▸ **TEXT BLOCK**:
start
Lake Rogen, Sweden as seen from the north. The forested ridges in the lake are 'Rogen moraines' of which this is the type location

A Rogen moraine (also called ribbed moraine) is a subglacially (i.e. under a glacier or ice sheet) formed type of moraine landform,[1] that mainly occurs in Fennoscandia,[1] Scotland,[2] Ireland[3] and Canada.[1][4] They cover large areas that have been covered by ice, and occur mostly in what is believed to have been the central areas of the ice sheets.[3] Rogen moraines are named after Lake Rogen[5] in Härjedalen, Sweden, the landform's type locality. Rogen Nature Reserve serves to protect the unusual area.
end
▸ **OBJECTIVES**:
**A.** Reproduce the passage on Rogen moraines word for word, starting with "A Rogen moraine" and going on through "the unusual area.".
**B.** According to the passage on Rogen moraines, which lake gives the landform its name, and where is that lake?

Rows from a pointing dataset
start
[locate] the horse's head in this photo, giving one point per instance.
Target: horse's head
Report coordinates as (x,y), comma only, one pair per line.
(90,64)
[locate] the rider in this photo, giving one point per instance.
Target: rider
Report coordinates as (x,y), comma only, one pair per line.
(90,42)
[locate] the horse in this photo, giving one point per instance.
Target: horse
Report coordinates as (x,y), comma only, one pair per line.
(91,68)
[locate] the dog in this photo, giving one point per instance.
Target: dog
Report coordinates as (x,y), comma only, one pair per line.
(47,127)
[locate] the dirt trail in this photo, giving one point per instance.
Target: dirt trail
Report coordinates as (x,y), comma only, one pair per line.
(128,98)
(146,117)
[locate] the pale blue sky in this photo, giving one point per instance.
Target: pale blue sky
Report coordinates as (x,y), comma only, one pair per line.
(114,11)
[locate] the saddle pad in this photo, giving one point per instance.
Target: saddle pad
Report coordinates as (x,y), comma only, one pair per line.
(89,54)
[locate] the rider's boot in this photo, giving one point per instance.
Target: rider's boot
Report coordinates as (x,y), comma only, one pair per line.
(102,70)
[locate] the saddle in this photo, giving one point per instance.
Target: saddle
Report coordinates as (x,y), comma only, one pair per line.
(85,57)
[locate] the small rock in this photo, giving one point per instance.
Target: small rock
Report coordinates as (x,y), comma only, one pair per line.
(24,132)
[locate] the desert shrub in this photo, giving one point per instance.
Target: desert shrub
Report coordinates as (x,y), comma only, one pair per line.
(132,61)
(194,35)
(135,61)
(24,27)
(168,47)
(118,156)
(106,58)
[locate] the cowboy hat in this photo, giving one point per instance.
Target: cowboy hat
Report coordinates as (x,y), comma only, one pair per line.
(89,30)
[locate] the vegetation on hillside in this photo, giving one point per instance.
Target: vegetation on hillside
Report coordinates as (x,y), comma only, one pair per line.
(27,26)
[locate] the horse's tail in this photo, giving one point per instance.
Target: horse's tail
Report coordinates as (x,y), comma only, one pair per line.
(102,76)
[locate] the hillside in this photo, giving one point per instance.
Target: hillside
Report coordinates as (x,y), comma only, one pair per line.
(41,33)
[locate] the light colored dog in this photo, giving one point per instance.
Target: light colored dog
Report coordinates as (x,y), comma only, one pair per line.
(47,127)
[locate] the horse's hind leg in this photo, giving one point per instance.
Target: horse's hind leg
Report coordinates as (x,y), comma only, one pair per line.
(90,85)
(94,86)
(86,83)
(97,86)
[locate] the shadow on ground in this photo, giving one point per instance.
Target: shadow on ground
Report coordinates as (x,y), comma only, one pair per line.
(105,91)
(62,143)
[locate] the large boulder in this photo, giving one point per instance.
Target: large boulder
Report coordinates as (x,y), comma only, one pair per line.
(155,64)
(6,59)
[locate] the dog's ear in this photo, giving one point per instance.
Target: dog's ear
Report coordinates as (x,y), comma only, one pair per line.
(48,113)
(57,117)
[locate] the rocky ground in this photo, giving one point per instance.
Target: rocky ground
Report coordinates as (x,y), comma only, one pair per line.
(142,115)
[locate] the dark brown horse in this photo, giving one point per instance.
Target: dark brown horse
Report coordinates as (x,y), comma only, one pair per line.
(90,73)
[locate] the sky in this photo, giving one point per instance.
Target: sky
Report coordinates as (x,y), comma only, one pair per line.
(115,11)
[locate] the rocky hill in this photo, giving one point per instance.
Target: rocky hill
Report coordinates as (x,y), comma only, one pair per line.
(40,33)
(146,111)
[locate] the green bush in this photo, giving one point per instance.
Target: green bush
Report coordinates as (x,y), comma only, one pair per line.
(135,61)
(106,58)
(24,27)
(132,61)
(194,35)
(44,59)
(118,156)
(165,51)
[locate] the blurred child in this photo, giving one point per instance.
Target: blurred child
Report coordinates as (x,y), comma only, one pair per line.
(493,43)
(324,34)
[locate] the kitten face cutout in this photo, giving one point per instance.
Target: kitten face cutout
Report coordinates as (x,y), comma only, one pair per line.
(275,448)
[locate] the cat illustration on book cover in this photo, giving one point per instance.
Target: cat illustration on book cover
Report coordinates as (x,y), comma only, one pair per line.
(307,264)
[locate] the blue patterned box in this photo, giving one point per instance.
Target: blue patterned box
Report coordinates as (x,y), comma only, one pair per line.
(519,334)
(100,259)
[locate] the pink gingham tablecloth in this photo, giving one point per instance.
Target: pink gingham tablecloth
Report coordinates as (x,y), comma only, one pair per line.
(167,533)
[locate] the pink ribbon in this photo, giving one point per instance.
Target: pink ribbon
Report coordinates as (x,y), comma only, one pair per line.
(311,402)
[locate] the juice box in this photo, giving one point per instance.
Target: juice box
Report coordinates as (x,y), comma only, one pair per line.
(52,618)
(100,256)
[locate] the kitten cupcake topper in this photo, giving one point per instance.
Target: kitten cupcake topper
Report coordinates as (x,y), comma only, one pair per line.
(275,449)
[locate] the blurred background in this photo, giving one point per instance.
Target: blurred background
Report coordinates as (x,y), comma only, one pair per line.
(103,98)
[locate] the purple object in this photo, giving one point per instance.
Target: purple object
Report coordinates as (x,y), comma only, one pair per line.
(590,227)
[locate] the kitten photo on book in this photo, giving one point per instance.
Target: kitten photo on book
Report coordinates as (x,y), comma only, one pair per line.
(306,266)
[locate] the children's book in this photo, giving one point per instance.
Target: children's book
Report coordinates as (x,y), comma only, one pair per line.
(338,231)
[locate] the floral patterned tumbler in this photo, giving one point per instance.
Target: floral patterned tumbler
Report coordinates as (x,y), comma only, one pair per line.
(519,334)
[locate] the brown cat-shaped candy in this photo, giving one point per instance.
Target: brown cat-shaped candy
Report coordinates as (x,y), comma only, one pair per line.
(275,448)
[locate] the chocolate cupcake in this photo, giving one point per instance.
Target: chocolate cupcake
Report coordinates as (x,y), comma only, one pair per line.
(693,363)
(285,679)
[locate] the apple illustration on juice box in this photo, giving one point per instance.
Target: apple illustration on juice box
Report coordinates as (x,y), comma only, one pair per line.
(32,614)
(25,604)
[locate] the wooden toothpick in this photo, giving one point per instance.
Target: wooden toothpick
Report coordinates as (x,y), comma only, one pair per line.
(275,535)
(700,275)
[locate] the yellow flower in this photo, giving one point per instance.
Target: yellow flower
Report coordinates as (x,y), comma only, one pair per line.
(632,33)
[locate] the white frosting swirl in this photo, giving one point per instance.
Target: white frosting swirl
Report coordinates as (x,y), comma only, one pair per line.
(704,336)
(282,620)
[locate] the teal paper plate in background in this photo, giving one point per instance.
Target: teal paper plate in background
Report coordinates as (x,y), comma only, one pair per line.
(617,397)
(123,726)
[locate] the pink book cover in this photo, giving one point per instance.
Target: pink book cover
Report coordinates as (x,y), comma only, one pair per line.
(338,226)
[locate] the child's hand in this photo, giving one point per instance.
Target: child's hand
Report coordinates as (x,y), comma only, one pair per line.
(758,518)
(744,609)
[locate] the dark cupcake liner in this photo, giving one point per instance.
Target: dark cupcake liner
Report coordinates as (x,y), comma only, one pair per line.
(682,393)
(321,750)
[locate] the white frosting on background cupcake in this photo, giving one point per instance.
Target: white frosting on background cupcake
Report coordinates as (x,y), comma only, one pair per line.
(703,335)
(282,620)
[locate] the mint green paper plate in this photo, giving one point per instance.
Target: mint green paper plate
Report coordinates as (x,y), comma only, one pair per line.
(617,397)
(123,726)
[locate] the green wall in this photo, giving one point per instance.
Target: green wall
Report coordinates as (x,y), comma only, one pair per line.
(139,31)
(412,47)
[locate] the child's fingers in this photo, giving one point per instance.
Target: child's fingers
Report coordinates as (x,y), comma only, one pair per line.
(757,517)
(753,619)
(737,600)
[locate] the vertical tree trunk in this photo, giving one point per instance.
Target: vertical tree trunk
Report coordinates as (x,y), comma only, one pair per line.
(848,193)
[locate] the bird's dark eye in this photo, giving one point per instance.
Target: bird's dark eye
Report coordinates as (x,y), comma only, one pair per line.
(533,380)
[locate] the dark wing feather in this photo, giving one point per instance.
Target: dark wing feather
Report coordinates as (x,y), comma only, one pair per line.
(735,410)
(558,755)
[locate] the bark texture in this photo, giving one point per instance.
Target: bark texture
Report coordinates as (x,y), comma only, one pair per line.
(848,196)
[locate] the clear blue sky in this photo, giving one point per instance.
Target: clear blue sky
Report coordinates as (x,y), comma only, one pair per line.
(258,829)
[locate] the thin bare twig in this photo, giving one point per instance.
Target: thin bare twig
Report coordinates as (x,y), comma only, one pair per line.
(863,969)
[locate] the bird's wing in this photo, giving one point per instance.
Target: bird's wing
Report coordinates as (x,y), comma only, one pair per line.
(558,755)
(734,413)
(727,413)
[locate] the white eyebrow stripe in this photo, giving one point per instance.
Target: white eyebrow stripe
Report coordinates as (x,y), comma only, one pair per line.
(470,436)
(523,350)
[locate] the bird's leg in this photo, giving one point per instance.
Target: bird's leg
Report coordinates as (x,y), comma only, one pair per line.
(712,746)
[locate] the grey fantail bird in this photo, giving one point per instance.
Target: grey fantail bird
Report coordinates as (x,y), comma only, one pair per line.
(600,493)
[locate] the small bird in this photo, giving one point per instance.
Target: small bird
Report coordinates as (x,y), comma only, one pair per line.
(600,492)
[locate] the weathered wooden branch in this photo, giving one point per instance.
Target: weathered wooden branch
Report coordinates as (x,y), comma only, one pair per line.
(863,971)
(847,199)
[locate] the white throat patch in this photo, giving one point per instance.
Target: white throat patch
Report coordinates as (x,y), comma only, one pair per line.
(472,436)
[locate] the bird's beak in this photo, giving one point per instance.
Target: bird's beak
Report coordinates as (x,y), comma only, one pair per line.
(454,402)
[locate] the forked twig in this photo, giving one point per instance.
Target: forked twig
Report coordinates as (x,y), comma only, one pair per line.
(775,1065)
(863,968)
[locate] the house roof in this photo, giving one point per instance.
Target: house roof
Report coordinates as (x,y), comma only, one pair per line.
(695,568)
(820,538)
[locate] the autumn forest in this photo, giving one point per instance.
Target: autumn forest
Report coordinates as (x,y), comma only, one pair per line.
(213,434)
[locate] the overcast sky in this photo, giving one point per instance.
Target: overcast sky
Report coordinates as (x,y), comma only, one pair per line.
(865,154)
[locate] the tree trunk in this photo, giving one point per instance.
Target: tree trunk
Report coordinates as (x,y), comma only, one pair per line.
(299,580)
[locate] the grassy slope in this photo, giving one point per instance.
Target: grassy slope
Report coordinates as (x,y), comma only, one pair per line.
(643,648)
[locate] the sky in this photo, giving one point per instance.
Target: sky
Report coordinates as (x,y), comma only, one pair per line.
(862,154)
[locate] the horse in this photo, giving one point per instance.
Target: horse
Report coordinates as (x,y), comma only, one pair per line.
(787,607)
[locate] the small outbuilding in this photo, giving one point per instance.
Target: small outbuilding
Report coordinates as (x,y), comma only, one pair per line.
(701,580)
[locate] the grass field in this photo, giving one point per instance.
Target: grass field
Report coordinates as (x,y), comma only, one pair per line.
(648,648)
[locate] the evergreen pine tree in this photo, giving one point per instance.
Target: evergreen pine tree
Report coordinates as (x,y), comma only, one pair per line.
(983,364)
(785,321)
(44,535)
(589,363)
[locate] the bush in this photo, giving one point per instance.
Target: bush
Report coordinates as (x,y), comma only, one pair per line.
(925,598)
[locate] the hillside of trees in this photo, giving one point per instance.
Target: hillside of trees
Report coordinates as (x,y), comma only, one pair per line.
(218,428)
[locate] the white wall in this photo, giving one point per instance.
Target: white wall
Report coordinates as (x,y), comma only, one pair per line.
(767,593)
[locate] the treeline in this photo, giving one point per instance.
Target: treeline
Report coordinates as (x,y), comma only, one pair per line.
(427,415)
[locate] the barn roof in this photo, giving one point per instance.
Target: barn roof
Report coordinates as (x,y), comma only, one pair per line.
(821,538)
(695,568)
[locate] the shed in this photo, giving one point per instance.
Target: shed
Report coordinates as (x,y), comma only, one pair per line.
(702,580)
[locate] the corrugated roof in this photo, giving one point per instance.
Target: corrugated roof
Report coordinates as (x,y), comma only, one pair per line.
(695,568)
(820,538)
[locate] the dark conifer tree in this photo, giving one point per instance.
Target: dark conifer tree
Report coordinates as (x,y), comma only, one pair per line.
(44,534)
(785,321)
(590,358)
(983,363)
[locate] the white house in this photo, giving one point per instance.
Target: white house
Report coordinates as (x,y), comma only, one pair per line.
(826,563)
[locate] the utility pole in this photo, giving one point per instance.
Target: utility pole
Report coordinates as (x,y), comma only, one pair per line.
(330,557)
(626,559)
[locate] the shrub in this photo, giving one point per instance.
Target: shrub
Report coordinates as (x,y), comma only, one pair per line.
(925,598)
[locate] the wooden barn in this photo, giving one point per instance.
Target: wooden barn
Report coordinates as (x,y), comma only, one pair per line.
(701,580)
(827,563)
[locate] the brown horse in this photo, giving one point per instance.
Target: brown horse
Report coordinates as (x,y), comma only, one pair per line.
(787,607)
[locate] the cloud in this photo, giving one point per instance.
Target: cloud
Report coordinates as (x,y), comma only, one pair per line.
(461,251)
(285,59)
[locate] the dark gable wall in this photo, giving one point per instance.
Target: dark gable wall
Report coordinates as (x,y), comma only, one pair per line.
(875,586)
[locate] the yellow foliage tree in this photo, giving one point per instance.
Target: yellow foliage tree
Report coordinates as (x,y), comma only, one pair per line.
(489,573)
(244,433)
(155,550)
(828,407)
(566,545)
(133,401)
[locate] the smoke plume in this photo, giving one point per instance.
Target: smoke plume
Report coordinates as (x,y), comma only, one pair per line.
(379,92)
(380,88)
end
▸ **FULL ANSWERS**:
**A.**
A Rogen moraine (also called ribbed moraine) is a subglacially (i.e. under a glacier or ice sheet) formed type of moraine landform,[1] that mainly occurs in Fennoscandia,[1] Scotland,[2] Ireland[3] and Canada.[1][4] They cover large areas that have been covered by ice, and occur mostly in what is believed to have been the central areas of the ice sheets.[3] Rogen moraines are named after Lake Rogen[5] in Härjedalen, Sweden, the landform's type locality. Rogen Nature Reserve serves to protect the unusual area.

**B.** Lake Rogen, in Härjedalen, Sweden.